Copy the material below, changing "trace" to "draw" everywhere it appears and keeping everything else the same.
# Start of ENTRIES SHOWN
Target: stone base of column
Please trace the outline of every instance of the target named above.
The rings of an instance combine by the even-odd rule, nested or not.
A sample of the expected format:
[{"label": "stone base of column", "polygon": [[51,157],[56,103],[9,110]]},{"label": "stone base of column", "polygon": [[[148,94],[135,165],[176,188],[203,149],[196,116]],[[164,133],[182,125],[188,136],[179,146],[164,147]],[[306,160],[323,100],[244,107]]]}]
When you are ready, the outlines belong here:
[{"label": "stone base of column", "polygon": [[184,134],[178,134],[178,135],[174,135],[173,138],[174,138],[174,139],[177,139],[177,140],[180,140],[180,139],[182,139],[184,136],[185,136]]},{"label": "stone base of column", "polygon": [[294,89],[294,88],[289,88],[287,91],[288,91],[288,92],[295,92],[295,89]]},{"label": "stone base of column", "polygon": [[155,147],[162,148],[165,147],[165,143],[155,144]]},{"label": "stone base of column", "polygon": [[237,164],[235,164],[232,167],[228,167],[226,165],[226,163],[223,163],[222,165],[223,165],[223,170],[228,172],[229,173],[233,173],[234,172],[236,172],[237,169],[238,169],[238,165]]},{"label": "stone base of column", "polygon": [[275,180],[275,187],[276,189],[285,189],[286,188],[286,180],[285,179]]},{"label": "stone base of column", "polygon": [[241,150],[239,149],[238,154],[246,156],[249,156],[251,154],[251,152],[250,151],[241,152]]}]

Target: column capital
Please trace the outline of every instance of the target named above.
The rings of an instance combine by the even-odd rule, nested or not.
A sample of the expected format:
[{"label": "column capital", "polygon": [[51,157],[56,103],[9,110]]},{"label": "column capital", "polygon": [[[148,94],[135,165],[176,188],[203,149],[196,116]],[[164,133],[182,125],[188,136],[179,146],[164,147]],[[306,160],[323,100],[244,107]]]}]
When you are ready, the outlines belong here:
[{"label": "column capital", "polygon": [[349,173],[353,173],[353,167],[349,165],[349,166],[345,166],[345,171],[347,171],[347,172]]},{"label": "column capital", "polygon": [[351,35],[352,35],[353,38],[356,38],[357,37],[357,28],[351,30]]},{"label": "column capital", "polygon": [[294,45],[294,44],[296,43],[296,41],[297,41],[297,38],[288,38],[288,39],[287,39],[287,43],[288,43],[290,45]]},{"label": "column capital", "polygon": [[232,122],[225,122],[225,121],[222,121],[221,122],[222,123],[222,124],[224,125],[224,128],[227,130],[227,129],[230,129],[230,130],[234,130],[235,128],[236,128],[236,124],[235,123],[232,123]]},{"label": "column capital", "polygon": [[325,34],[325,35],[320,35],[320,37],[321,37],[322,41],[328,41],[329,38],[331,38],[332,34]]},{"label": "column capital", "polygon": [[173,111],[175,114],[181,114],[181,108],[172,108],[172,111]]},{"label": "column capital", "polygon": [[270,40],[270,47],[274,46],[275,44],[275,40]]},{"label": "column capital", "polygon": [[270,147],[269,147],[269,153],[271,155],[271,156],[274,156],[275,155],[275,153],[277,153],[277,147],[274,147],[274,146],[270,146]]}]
# End of ENTRIES SHOWN
# WRITTEN RESPONSE:
Target: stone base of column
Please draw the outline of every instance of the target named above.
The rings of an instance combine by the even-odd rule, nested or not.
A sample of the expected format:
[{"label": "stone base of column", "polygon": [[51,157],[56,103],[9,110]]},{"label": "stone base of column", "polygon": [[[148,94],[135,165],[176,188],[203,149],[196,116]],[[164,133],[182,125],[188,136],[179,146],[164,147]],[[306,160],[323,100],[244,107]]]}]
When you are ready, the outlines belong here:
[{"label": "stone base of column", "polygon": [[184,134],[178,134],[178,135],[174,135],[173,138],[174,138],[174,139],[177,139],[177,140],[180,140],[180,139],[182,139],[184,136],[185,136]]},{"label": "stone base of column", "polygon": [[294,89],[294,88],[289,88],[287,91],[288,91],[288,92],[295,92],[295,89]]},{"label": "stone base of column", "polygon": [[155,147],[162,148],[165,147],[165,143],[155,144]]},{"label": "stone base of column", "polygon": [[237,164],[235,164],[232,167],[228,167],[226,165],[226,163],[223,163],[222,165],[223,165],[223,170],[228,172],[229,173],[233,173],[234,172],[236,172],[237,169],[238,169],[238,165]]},{"label": "stone base of column", "polygon": [[275,180],[275,187],[276,189],[285,189],[286,188],[286,180],[285,179]]},{"label": "stone base of column", "polygon": [[241,150],[239,149],[238,154],[246,156],[249,156],[251,154],[251,152],[250,151],[241,152]]}]

Target: column capital
Please draw the outline of every instance of the target named above.
The rings of an instance combine by the even-odd rule, nested or not.
A sample of the expected format:
[{"label": "column capital", "polygon": [[51,157],[56,103],[9,110]]},{"label": "column capital", "polygon": [[[148,94],[135,165],[176,188],[203,149],[196,116]],[[164,133],[182,125],[188,136],[179,146],[164,147]],[[306,160],[323,100],[244,107]]]}]
When you are ready, the outlines belong here:
[{"label": "column capital", "polygon": [[349,173],[353,173],[353,167],[349,165],[349,166],[345,166],[345,171],[347,171],[347,172]]},{"label": "column capital", "polygon": [[351,35],[352,35],[353,38],[356,38],[357,37],[357,28],[351,30]]},{"label": "column capital", "polygon": [[294,45],[294,44],[296,43],[296,41],[297,41],[297,38],[288,38],[288,39],[287,39],[287,43],[288,43],[290,45]]},{"label": "column capital", "polygon": [[232,122],[225,122],[225,121],[222,121],[221,122],[222,123],[222,124],[224,125],[224,128],[227,130],[227,129],[230,129],[230,130],[234,130],[235,128],[236,128],[236,124],[235,123],[232,123]]},{"label": "column capital", "polygon": [[325,34],[325,35],[320,35],[320,37],[321,37],[322,41],[328,41],[329,38],[331,38],[332,34]]},{"label": "column capital", "polygon": [[173,111],[175,114],[181,114],[181,108],[172,108],[172,111]]},{"label": "column capital", "polygon": [[270,40],[270,47],[274,46],[275,44],[275,40]]},{"label": "column capital", "polygon": [[270,147],[269,147],[269,153],[271,155],[271,156],[274,156],[275,155],[275,153],[277,153],[277,147],[274,147],[274,146],[270,146]]}]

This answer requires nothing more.